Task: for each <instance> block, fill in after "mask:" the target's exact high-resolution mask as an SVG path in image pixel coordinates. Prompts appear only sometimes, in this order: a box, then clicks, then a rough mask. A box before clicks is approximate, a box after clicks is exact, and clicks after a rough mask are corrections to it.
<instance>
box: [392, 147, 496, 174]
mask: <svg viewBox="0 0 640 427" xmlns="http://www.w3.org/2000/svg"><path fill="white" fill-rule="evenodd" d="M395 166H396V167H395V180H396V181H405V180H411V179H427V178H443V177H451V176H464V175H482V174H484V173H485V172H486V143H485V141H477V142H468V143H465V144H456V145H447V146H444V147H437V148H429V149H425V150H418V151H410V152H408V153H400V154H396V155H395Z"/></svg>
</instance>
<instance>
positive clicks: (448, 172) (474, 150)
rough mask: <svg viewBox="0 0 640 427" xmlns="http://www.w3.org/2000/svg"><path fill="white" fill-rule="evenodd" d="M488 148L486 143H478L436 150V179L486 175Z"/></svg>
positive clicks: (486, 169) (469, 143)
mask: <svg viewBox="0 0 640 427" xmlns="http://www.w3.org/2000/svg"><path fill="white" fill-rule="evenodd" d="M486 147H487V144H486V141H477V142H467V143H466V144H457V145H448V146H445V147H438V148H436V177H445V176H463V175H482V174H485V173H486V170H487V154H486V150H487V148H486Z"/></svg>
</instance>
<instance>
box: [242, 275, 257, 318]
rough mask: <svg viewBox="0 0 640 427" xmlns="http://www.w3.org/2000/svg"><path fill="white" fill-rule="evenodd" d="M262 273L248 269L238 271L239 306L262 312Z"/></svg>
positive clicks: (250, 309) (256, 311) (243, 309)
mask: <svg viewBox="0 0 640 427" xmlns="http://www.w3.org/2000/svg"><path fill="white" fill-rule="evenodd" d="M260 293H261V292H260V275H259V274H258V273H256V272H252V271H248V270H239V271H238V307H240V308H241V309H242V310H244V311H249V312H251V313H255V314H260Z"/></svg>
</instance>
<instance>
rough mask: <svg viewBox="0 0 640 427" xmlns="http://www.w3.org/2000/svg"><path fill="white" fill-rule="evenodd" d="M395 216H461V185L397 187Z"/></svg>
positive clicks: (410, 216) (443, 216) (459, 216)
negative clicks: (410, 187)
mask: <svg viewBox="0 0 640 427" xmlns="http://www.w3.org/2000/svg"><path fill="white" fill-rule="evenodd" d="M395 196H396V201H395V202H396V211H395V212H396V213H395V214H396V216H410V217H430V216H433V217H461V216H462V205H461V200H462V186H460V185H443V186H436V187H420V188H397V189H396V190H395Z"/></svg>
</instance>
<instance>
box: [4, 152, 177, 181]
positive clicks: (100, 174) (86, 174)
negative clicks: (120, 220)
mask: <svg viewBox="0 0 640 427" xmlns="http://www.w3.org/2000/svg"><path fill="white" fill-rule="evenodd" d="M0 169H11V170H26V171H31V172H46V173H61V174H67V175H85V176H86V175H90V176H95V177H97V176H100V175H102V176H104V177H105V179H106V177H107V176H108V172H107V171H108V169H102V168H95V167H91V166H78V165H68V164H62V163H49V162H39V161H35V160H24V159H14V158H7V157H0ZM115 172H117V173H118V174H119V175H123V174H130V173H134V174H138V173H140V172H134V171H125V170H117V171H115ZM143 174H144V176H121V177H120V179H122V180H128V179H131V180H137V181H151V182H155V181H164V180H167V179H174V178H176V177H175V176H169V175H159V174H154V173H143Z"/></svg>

□ □ □

Extract the listing in its entirety and repeat it exactly.

Task: for each <instance> block, fill in after "mask:" the target's exact high-resolution mask as an SVG path in image pixel coordinates. Prompts appear only sometimes, in this order: a box, then clicks, then a rough mask. A box before clicks is approximate, a box after clicks is exact, and clicks after a rough mask are corrections to it.
<instance>
box: [392, 147, 496, 174]
mask: <svg viewBox="0 0 640 427" xmlns="http://www.w3.org/2000/svg"><path fill="white" fill-rule="evenodd" d="M395 166H396V167H395V180H396V181H405V180H411V179H427V178H443V177H451V176H464V175H482V174H484V173H485V172H486V143H485V141H477V142H468V143H465V144H456V145H447V146H444V147H437V148H429V149H425V150H418V151H410V152H408V153H400V154H396V155H395Z"/></svg>
</instance>
<instance>
positive clicks: (448, 172) (474, 150)
rough mask: <svg viewBox="0 0 640 427" xmlns="http://www.w3.org/2000/svg"><path fill="white" fill-rule="evenodd" d="M488 148L486 143H478L436 150V179L486 175Z"/></svg>
positive clicks: (486, 169) (469, 143)
mask: <svg viewBox="0 0 640 427" xmlns="http://www.w3.org/2000/svg"><path fill="white" fill-rule="evenodd" d="M486 147H487V144H486V141H477V142H467V143H466V144H457V145H448V146H445V147H438V148H436V177H445V176H463V175H482V174H485V173H486V170H487V154H486V150H487V148H486Z"/></svg>
</instance>
<instance>
box: [242, 275, 257, 318]
rough mask: <svg viewBox="0 0 640 427" xmlns="http://www.w3.org/2000/svg"><path fill="white" fill-rule="evenodd" d="M262 273L248 269L238 271L239 306L262 312Z"/></svg>
positive clicks: (250, 309) (256, 311) (243, 309)
mask: <svg viewBox="0 0 640 427" xmlns="http://www.w3.org/2000/svg"><path fill="white" fill-rule="evenodd" d="M260 293H261V292H260V275H259V274H258V273H256V272H252V271H248V270H239V271H238V307H240V308H241V309H242V310H244V311H249V312H251V313H255V314H260Z"/></svg>
</instance>
<instance>
rough mask: <svg viewBox="0 0 640 427" xmlns="http://www.w3.org/2000/svg"><path fill="white" fill-rule="evenodd" d="M395 216H461V185L397 187Z"/></svg>
positive clicks: (410, 216) (443, 216) (459, 216)
negative clicks: (410, 187)
mask: <svg viewBox="0 0 640 427" xmlns="http://www.w3.org/2000/svg"><path fill="white" fill-rule="evenodd" d="M395 196H396V201H395V202H396V211H395V212H396V213H395V214H396V216H410V217H430V216H433V217H461V216H462V205H461V200H462V186H460V185H443V186H436V187H420V188H397V189H396V190H395Z"/></svg>
</instance>
<instance>
box: [4, 152, 177, 181]
positive clicks: (100, 174) (86, 174)
negative clicks: (120, 220)
mask: <svg viewBox="0 0 640 427" xmlns="http://www.w3.org/2000/svg"><path fill="white" fill-rule="evenodd" d="M0 169H11V170H26V171H31V172H46V173H61V174H67V175H85V176H86V175H90V176H95V177H97V176H100V175H102V176H104V177H105V179H106V177H107V176H108V172H107V171H108V169H102V168H95V167H91V166H78V165H68V164H62V163H49V162H39V161H35V160H24V159H14V158H7V157H0ZM115 172H117V173H118V174H119V175H123V174H130V173H134V174H138V173H140V172H134V171H125V170H117V171H115ZM143 174H144V176H121V177H120V179H122V180H128V179H131V180H137V181H151V182H155V181H164V180H167V179H174V178H176V177H175V176H169V175H159V174H154V173H143Z"/></svg>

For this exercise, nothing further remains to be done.